[Annotated coordinate records]
_ _ _ _ _ _ _

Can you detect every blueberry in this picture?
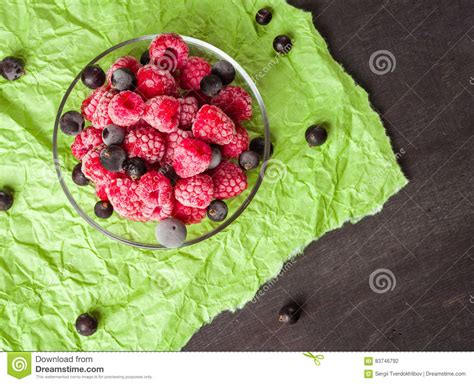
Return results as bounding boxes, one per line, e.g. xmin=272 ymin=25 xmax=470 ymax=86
xmin=110 ymin=68 xmax=137 ymax=92
xmin=72 ymin=163 xmax=89 ymax=186
xmin=123 ymin=157 xmax=146 ymax=180
xmin=81 ymin=65 xmax=105 ymax=89
xmin=0 ymin=189 xmax=13 ymax=211
xmin=278 ymin=302 xmax=301 ymax=324
xmin=212 ymin=60 xmax=235 ymax=85
xmin=239 ymin=151 xmax=260 ymax=171
xmin=156 ymin=219 xmax=187 ymax=248
xmin=255 ymin=8 xmax=272 ymax=25
xmin=201 ymin=75 xmax=223 ymax=97
xmin=100 ymin=144 xmax=127 ymax=172
xmin=209 ymin=145 xmax=222 ymax=169
xmin=94 ymin=200 xmax=114 ymax=219
xmin=102 ymin=124 xmax=125 ymax=145
xmin=249 ymin=136 xmax=273 ymax=159
xmin=273 ymin=35 xmax=293 ymax=54
xmin=207 ymin=200 xmax=229 ymax=221
xmin=76 ymin=313 xmax=98 ymax=336
xmin=59 ymin=111 xmax=84 ymax=136
xmin=0 ymin=56 xmax=25 ymax=81
xmin=304 ymin=125 xmax=328 ymax=147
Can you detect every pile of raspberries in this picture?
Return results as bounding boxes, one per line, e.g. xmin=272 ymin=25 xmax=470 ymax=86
xmin=71 ymin=34 xmax=252 ymax=224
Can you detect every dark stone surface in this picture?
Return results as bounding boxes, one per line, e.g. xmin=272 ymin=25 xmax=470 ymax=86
xmin=185 ymin=0 xmax=474 ymax=351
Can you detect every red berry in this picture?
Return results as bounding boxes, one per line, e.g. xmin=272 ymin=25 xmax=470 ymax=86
xmin=211 ymin=85 xmax=252 ymax=121
xmin=211 ymin=161 xmax=248 ymax=200
xmin=143 ymin=96 xmax=181 ymax=132
xmin=173 ymin=139 xmax=212 ymax=177
xmin=108 ymin=91 xmax=145 ymax=127
xmin=193 ymin=105 xmax=236 ymax=145
xmin=181 ymin=56 xmax=212 ymax=91
xmin=174 ymin=174 xmax=214 ymax=209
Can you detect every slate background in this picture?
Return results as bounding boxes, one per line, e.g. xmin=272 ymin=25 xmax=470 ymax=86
xmin=184 ymin=0 xmax=474 ymax=351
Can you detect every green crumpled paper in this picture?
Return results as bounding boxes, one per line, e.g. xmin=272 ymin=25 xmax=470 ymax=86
xmin=0 ymin=0 xmax=407 ymax=351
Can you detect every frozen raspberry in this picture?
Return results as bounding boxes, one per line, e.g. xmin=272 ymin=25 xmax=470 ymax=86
xmin=172 ymin=201 xmax=206 ymax=225
xmin=136 ymin=171 xmax=174 ymax=220
xmin=136 ymin=64 xmax=177 ymax=99
xmin=211 ymin=161 xmax=247 ymax=200
xmin=174 ymin=174 xmax=214 ymax=209
xmin=221 ymin=125 xmax=249 ymax=158
xmin=163 ymin=129 xmax=193 ymax=165
xmin=179 ymin=96 xmax=199 ymax=129
xmin=123 ymin=123 xmax=166 ymax=164
xmin=143 ymin=96 xmax=181 ymax=133
xmin=71 ymin=127 xmax=102 ymax=160
xmin=91 ymin=90 xmax=117 ymax=129
xmin=193 ymin=105 xmax=235 ymax=145
xmin=211 ymin=85 xmax=252 ymax=121
xmin=173 ymin=139 xmax=212 ymax=177
xmin=108 ymin=91 xmax=145 ymax=127
xmin=107 ymin=56 xmax=142 ymax=84
xmin=181 ymin=56 xmax=212 ymax=91
xmin=149 ymin=33 xmax=189 ymax=72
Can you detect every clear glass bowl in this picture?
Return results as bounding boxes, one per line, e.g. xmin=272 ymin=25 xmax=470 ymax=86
xmin=53 ymin=35 xmax=270 ymax=250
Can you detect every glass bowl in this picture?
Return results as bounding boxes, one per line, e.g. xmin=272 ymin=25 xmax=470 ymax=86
xmin=53 ymin=35 xmax=270 ymax=250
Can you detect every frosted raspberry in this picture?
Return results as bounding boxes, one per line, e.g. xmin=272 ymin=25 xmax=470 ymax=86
xmin=123 ymin=123 xmax=166 ymax=163
xmin=193 ymin=105 xmax=236 ymax=145
xmin=172 ymin=201 xmax=206 ymax=225
xmin=107 ymin=56 xmax=142 ymax=84
xmin=181 ymin=57 xmax=212 ymax=91
xmin=173 ymin=139 xmax=212 ymax=177
xmin=174 ymin=174 xmax=214 ymax=209
xmin=136 ymin=64 xmax=177 ymax=99
xmin=163 ymin=129 xmax=193 ymax=165
xmin=149 ymin=33 xmax=189 ymax=72
xmin=143 ymin=96 xmax=181 ymax=132
xmin=71 ymin=127 xmax=102 ymax=160
xmin=108 ymin=91 xmax=145 ymax=127
xmin=221 ymin=125 xmax=249 ymax=158
xmin=211 ymin=85 xmax=252 ymax=121
xmin=179 ymin=96 xmax=199 ymax=129
xmin=211 ymin=161 xmax=248 ymax=200
xmin=136 ymin=171 xmax=174 ymax=220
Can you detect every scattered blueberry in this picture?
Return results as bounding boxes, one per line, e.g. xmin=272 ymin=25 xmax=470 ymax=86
xmin=123 ymin=157 xmax=147 ymax=180
xmin=59 ymin=111 xmax=84 ymax=136
xmin=239 ymin=151 xmax=260 ymax=171
xmin=304 ymin=125 xmax=328 ymax=147
xmin=110 ymin=68 xmax=137 ymax=92
xmin=209 ymin=145 xmax=222 ymax=169
xmin=72 ymin=163 xmax=89 ymax=186
xmin=102 ymin=124 xmax=125 ymax=145
xmin=273 ymin=35 xmax=293 ymax=55
xmin=94 ymin=200 xmax=114 ymax=219
xmin=255 ymin=8 xmax=272 ymax=25
xmin=249 ymin=136 xmax=273 ymax=159
xmin=81 ymin=65 xmax=105 ymax=89
xmin=207 ymin=200 xmax=229 ymax=221
xmin=100 ymin=144 xmax=127 ymax=172
xmin=0 ymin=56 xmax=25 ymax=81
xmin=201 ymin=75 xmax=223 ymax=97
xmin=212 ymin=60 xmax=235 ymax=85
xmin=278 ymin=302 xmax=301 ymax=324
xmin=156 ymin=219 xmax=187 ymax=248
xmin=76 ymin=313 xmax=98 ymax=336
xmin=0 ymin=189 xmax=13 ymax=211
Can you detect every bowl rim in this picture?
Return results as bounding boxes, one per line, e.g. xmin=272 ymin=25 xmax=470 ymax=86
xmin=53 ymin=34 xmax=270 ymax=250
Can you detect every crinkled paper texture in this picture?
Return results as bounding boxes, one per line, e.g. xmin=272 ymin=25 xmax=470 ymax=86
xmin=0 ymin=0 xmax=407 ymax=351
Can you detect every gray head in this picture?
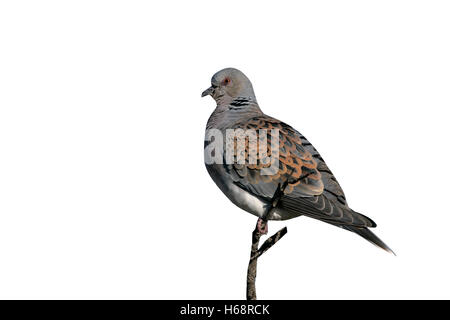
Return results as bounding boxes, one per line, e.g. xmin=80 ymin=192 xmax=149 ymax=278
xmin=202 ymin=68 xmax=256 ymax=103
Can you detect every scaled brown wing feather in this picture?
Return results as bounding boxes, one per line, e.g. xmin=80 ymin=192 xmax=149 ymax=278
xmin=225 ymin=115 xmax=376 ymax=227
xmin=225 ymin=116 xmax=324 ymax=199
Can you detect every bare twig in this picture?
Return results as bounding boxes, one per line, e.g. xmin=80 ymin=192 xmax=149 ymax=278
xmin=247 ymin=183 xmax=287 ymax=300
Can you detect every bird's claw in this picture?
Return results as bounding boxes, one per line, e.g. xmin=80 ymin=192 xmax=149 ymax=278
xmin=258 ymin=218 xmax=269 ymax=235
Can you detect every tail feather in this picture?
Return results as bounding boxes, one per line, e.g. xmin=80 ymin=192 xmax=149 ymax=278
xmin=340 ymin=225 xmax=396 ymax=256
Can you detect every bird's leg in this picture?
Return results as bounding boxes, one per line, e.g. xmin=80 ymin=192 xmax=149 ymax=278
xmin=258 ymin=218 xmax=269 ymax=235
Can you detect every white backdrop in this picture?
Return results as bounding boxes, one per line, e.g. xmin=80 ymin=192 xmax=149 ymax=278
xmin=0 ymin=0 xmax=450 ymax=299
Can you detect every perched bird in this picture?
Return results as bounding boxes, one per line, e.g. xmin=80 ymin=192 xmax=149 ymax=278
xmin=202 ymin=68 xmax=393 ymax=253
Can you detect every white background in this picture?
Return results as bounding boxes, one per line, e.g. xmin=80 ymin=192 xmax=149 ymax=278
xmin=0 ymin=0 xmax=450 ymax=299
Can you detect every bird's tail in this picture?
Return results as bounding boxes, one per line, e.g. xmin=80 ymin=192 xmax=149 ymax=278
xmin=341 ymin=225 xmax=396 ymax=256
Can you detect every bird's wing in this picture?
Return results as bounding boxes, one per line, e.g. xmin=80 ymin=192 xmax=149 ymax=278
xmin=224 ymin=115 xmax=324 ymax=200
xmin=225 ymin=115 xmax=376 ymax=227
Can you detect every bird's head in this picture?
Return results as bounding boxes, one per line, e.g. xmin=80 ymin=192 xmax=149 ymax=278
xmin=202 ymin=68 xmax=256 ymax=104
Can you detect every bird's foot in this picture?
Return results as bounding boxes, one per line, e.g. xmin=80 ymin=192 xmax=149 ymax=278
xmin=258 ymin=218 xmax=269 ymax=235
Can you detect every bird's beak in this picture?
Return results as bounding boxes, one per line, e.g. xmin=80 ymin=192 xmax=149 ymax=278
xmin=202 ymin=87 xmax=214 ymax=98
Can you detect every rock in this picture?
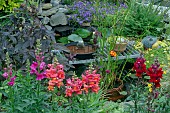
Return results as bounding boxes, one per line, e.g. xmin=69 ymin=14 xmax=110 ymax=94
xmin=41 ymin=6 xmax=59 ymax=16
xmin=54 ymin=26 xmax=73 ymax=32
xmin=42 ymin=17 xmax=50 ymax=24
xmin=42 ymin=3 xmax=52 ymax=9
xmin=45 ymin=25 xmax=52 ymax=31
xmin=50 ymin=12 xmax=67 ymax=26
xmin=58 ymin=8 xmax=68 ymax=13
xmin=51 ymin=0 xmax=61 ymax=7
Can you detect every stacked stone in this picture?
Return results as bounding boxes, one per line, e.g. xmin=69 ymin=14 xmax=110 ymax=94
xmin=39 ymin=0 xmax=68 ymax=30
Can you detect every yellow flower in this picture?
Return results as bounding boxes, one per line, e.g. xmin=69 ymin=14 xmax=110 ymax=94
xmin=148 ymin=84 xmax=152 ymax=88
xmin=149 ymin=88 xmax=152 ymax=92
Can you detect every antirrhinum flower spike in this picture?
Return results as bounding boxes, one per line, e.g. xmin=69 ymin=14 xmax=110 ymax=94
xmin=35 ymin=39 xmax=41 ymax=55
xmin=5 ymin=52 xmax=11 ymax=66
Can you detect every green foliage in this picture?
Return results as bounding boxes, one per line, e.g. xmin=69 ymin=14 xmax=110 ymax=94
xmin=122 ymin=0 xmax=165 ymax=37
xmin=58 ymin=28 xmax=91 ymax=44
xmin=0 ymin=6 xmax=64 ymax=69
xmin=0 ymin=0 xmax=24 ymax=12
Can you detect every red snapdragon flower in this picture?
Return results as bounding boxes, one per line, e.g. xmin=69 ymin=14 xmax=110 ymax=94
xmin=82 ymin=70 xmax=100 ymax=93
xmin=65 ymin=77 xmax=82 ymax=97
xmin=30 ymin=53 xmax=46 ymax=81
xmin=46 ymin=64 xmax=65 ymax=91
xmin=2 ymin=64 xmax=16 ymax=86
xmin=133 ymin=57 xmax=146 ymax=78
xmin=146 ymin=60 xmax=163 ymax=88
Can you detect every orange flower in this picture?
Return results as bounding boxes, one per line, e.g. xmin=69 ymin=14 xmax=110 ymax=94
xmin=110 ymin=50 xmax=117 ymax=57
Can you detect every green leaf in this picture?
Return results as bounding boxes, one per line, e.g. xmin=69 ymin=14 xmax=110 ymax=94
xmin=144 ymin=76 xmax=150 ymax=79
xmin=119 ymin=91 xmax=127 ymax=95
xmin=58 ymin=37 xmax=68 ymax=44
xmin=16 ymin=106 xmax=24 ymax=112
xmin=0 ymin=93 xmax=2 ymax=103
xmin=74 ymin=28 xmax=91 ymax=38
xmin=68 ymin=34 xmax=83 ymax=42
xmin=130 ymin=74 xmax=138 ymax=79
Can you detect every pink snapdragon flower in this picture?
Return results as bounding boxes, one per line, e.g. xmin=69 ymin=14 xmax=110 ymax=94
xmin=30 ymin=53 xmax=46 ymax=81
xmin=8 ymin=76 xmax=16 ymax=86
xmin=2 ymin=64 xmax=16 ymax=86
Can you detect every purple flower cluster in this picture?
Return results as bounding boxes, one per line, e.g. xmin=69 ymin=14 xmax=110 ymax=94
xmin=30 ymin=53 xmax=46 ymax=80
xmin=68 ymin=1 xmax=127 ymax=25
xmin=2 ymin=64 xmax=16 ymax=86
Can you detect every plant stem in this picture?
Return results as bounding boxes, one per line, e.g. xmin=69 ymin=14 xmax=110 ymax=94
xmin=10 ymin=87 xmax=15 ymax=113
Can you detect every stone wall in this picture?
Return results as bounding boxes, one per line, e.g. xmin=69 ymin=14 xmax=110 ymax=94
xmin=39 ymin=0 xmax=72 ymax=36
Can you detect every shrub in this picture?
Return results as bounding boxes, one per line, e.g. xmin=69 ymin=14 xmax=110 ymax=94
xmin=122 ymin=0 xmax=167 ymax=37
xmin=0 ymin=0 xmax=24 ymax=12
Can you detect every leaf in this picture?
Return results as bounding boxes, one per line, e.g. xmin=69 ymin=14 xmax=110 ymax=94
xmin=68 ymin=34 xmax=83 ymax=42
xmin=58 ymin=37 xmax=68 ymax=44
xmin=9 ymin=36 xmax=17 ymax=44
xmin=119 ymin=91 xmax=127 ymax=95
xmin=0 ymin=93 xmax=2 ymax=103
xmin=144 ymin=76 xmax=150 ymax=79
xmin=74 ymin=28 xmax=91 ymax=38
xmin=16 ymin=106 xmax=24 ymax=112
xmin=130 ymin=74 xmax=138 ymax=79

_ _ _ _ _ _ _

PROBLEM TO SOLVE | Convert the lines of the records starting at the one containing "Can you detect every perched" and ending at the one containing "xmin=202 ymin=87 xmax=214 ymax=98" into a Markdown table with the columns n and Line, skipping blank lines.

RESULT OF THE TASK |
| n | Line |
|---|---|
| 1 | Can you detect every perched bird in this picture? |
| 2 | Return results as bounding boxes, one per line, e.g. xmin=80 ymin=192 xmax=149 ymax=278 |
| 3 | xmin=202 ymin=68 xmax=393 ymax=253 |
| 4 | Can you detect every white background in this picture? |
| 5 | Return results as bounding boxes, one per line, e.g. xmin=80 ymin=192 xmax=149 ymax=278 |
| 6 | xmin=0 ymin=0 xmax=450 ymax=299 |
| 7 | Can you detect every bird's tail in this picture? |
| 8 | Return results as bounding boxes, one per line, e.g. xmin=80 ymin=192 xmax=149 ymax=278 |
| 9 | xmin=341 ymin=225 xmax=396 ymax=256 |
| 10 | Can you detect every bird's wing in this picture? |
| 11 | Return results as bounding boxes, one per line, e.g. xmin=80 ymin=192 xmax=149 ymax=278 |
| 12 | xmin=224 ymin=115 xmax=324 ymax=200 |
| 13 | xmin=225 ymin=115 xmax=376 ymax=227 |
| 14 | Can you detect every bird's head in this picture? |
| 15 | Return results as bounding boxes, one per line, e.g. xmin=80 ymin=192 xmax=149 ymax=278 |
| 16 | xmin=202 ymin=68 xmax=256 ymax=104 |
| 17 | Can you detect every bird's foot in this picture? |
| 18 | Return results as bounding boxes, one per line, e.g. xmin=80 ymin=192 xmax=149 ymax=278 |
| 19 | xmin=258 ymin=218 xmax=269 ymax=235 |
| 20 | Can you detect every bird's beak in this picture? |
| 21 | Return results as bounding boxes, one per line, e.g. xmin=80 ymin=192 xmax=149 ymax=278 |
| 22 | xmin=202 ymin=87 xmax=214 ymax=98 |